Short task:
Look for the line containing "Return one point per instance of the chrome" in the listing below. Retype that line and every subsequent line through the last one, and only those.

Records for processing:
┄┄┄┄┄┄┄┄┄┄

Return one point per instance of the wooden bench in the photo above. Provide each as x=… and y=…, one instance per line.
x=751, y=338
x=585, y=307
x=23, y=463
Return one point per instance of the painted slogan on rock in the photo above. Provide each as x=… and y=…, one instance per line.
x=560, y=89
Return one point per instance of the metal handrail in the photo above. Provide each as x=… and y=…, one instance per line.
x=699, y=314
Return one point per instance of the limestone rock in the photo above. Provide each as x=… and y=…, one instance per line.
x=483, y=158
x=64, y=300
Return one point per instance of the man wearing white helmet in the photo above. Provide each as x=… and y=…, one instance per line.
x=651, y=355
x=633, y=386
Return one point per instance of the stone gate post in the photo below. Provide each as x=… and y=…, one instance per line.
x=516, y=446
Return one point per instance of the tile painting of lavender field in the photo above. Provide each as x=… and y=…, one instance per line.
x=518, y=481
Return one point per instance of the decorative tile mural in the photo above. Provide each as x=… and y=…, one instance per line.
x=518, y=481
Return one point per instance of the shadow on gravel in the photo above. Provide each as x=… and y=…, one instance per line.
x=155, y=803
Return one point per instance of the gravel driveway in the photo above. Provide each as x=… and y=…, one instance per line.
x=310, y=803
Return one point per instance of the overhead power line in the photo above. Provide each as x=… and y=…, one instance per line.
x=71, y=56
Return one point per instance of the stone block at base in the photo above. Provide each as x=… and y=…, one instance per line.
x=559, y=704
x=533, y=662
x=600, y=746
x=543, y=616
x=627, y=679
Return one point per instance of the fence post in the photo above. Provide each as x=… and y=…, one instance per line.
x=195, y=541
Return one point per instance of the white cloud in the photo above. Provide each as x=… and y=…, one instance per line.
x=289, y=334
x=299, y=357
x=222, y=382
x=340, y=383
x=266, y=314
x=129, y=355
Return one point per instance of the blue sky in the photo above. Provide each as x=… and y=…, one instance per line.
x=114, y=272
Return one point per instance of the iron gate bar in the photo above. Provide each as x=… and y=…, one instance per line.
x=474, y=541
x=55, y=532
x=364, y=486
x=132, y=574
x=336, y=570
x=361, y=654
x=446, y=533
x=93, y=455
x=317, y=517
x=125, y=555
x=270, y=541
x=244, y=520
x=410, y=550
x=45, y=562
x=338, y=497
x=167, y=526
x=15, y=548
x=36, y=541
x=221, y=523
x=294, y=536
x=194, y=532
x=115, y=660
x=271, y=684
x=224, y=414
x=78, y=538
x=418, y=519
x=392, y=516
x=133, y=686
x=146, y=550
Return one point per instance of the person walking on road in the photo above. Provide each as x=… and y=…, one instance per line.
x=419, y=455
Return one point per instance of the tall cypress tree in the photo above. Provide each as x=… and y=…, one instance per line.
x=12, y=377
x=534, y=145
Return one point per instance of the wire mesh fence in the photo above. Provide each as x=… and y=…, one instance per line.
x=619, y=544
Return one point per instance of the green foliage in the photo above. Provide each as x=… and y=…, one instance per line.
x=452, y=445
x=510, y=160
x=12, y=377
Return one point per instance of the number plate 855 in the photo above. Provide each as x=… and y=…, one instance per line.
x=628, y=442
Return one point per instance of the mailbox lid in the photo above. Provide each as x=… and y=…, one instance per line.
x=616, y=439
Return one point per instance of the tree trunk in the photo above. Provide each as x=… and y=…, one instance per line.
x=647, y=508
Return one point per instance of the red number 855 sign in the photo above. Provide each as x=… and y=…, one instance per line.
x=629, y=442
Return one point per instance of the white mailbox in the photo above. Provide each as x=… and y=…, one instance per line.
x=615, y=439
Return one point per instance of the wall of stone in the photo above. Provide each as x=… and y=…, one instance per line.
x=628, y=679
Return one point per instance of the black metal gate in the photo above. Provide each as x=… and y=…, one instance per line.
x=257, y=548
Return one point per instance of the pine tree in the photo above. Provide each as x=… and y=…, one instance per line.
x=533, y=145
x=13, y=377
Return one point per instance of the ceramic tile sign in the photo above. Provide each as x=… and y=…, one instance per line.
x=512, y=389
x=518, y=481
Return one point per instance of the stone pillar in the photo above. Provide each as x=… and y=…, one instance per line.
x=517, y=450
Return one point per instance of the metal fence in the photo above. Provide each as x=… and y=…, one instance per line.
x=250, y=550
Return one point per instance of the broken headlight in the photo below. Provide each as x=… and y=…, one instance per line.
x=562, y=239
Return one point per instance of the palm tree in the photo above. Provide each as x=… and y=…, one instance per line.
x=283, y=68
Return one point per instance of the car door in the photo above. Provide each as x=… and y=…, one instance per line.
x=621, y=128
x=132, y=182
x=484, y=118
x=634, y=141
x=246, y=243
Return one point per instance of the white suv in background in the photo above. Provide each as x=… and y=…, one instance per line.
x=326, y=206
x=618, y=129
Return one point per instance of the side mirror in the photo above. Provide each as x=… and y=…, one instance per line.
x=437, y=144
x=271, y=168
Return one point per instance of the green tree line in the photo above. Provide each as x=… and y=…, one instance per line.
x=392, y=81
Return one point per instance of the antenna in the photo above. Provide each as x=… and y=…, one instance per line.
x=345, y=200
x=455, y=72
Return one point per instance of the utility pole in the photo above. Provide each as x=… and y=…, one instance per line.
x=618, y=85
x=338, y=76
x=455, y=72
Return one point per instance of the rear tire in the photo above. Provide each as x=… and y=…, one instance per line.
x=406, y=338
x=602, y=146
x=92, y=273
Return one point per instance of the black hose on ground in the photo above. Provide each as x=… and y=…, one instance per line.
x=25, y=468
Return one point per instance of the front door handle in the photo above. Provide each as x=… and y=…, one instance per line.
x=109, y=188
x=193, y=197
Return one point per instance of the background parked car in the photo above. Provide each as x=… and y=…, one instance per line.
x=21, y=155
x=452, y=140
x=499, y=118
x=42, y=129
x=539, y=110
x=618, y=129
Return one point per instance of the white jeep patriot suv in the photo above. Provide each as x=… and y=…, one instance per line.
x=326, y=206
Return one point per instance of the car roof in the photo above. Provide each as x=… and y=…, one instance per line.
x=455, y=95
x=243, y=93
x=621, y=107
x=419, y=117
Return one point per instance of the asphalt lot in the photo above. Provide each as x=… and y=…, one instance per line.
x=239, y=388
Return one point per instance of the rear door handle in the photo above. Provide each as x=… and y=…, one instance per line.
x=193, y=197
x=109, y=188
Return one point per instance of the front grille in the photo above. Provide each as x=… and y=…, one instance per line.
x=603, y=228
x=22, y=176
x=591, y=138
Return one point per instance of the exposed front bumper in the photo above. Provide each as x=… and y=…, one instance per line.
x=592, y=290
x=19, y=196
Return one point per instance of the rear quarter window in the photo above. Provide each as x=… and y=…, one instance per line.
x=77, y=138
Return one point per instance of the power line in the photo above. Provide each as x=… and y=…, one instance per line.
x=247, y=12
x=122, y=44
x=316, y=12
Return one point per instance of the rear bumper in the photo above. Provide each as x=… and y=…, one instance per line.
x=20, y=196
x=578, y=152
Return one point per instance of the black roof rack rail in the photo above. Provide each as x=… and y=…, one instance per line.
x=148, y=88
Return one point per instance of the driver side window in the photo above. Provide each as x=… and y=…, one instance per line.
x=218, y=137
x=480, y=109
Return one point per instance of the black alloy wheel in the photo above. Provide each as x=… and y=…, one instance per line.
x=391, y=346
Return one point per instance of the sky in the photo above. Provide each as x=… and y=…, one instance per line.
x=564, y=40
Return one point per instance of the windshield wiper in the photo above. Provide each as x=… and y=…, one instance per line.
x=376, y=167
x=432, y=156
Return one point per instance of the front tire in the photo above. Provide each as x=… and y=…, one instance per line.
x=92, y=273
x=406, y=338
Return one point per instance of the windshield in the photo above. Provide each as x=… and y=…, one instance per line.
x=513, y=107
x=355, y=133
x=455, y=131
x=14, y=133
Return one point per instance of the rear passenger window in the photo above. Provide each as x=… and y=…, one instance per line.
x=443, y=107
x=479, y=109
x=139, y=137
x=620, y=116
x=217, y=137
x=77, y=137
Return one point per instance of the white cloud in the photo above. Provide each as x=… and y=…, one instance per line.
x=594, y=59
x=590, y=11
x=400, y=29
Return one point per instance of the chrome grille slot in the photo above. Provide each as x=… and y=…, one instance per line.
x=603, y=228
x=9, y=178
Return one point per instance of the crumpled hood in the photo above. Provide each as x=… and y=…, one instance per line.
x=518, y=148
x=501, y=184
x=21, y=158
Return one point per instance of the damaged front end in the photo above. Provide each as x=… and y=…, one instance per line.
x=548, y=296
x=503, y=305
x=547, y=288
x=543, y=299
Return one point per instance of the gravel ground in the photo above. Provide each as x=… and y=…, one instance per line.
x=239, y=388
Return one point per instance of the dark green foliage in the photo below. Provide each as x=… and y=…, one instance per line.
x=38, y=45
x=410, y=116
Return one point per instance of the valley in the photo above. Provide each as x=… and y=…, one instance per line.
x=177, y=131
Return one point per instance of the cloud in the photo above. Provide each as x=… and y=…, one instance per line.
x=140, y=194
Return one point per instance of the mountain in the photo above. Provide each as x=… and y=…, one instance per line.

┄┄┄┄┄┄┄┄┄┄

Solution to the exercise:
Return one point per instance of the chrome grille slot in the photo above. Provide each as x=… and y=…, one instance per line.
x=603, y=228
x=9, y=178
Return one point per instance of the crumpled hood in the photo above. Provide each as x=… and y=…, one instance per line.
x=518, y=148
x=501, y=184
x=21, y=158
Return one point per instance of the damaged front end in the photo above. Provide each as x=… and y=…, one instance per line.
x=548, y=296
x=503, y=305
x=547, y=288
x=543, y=299
Return one point per instance of the gravel ground in the photo above. Provide each as x=… and y=…, one instance per line.
x=239, y=388
Return one point per instance of the dark green foliage in the photo below. Provide each as x=… and y=…, one instance per line.
x=38, y=45
x=410, y=116
Return one point per instance of the valley in the photo above. Provide each as x=… and y=…, one instance per line.
x=177, y=131
Return one point per instance of the cloud in the photo above. Provide each as x=… and y=…, one instance per line.
x=140, y=194
Return one point per instance of the mountain in the photo above. Provide each as x=… and y=…, one instance per line.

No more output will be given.